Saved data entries
# # #

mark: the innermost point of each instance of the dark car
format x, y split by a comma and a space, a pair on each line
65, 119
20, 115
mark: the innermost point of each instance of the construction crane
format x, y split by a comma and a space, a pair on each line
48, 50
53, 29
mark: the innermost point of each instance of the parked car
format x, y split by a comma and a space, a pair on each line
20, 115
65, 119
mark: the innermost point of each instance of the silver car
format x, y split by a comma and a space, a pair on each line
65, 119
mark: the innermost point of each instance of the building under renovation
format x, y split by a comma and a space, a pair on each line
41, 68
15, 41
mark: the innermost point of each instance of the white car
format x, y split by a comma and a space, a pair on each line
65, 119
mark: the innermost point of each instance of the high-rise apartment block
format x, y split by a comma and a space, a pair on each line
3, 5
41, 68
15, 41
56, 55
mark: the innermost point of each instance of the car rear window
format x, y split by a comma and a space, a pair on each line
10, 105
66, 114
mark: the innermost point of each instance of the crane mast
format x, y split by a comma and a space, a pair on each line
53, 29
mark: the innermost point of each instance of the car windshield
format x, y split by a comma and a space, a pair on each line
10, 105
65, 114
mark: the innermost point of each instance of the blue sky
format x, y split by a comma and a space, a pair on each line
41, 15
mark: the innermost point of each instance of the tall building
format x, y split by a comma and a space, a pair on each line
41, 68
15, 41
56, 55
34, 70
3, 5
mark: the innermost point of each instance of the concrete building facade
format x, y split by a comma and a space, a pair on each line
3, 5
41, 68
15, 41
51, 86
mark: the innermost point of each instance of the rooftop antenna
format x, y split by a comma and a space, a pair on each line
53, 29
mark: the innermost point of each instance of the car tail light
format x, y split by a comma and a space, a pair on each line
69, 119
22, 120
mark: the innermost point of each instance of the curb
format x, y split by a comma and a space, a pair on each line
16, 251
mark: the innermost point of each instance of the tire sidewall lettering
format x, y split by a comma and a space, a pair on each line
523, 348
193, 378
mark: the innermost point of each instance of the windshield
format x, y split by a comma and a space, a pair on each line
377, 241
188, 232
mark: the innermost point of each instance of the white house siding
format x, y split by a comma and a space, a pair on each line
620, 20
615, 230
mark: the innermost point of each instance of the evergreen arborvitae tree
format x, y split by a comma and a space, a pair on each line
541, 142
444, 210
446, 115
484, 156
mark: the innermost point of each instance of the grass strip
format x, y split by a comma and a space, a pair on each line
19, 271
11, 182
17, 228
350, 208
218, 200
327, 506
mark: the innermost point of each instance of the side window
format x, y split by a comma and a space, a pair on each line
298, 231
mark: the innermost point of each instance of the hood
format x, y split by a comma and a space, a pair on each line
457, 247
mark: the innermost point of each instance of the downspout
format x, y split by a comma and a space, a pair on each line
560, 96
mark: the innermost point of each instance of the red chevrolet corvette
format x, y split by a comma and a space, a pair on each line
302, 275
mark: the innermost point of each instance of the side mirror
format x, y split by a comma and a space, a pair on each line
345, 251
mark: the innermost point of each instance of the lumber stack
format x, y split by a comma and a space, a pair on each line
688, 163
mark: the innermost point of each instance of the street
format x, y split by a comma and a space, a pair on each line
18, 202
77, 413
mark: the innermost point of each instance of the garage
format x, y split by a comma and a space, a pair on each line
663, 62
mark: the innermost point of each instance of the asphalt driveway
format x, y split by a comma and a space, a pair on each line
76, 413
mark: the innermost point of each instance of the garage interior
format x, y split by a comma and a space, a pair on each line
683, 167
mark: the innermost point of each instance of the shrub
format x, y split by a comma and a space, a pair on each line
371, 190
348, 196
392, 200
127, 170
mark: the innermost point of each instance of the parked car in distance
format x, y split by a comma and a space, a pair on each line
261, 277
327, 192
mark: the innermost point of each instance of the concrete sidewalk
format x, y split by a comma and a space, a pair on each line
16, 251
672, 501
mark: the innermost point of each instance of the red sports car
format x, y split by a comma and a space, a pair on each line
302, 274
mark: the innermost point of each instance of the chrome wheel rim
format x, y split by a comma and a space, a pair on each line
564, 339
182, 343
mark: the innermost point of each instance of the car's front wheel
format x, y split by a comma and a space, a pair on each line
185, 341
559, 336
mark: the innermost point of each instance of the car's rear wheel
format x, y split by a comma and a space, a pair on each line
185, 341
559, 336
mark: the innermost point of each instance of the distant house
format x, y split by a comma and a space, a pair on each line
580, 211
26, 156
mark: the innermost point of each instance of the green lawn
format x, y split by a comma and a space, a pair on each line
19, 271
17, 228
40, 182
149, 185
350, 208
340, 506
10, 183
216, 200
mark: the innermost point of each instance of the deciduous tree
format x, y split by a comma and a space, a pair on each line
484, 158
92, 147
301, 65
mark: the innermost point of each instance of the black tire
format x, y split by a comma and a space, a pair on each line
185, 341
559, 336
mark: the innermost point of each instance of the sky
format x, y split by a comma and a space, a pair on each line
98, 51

# # #

» **Challenge**
Express the records from the line containing "mark: the innermost point of each instance of the black" through the end of the records as a two-column CSV with the headers request and answer, one row per request. Put each request's text and its answer in one quoted field apiece, with line breaks replaced by spaces.

» **Written solution**
request,answer
"mark: the innermost point of each instance of the black tire format x, y split by a comma and a space, a pair on each line","185, 341 559, 336"
"mark: the innermost point of each instance of the sky format x, y split by a comma and a space, a pair on each line","98, 51"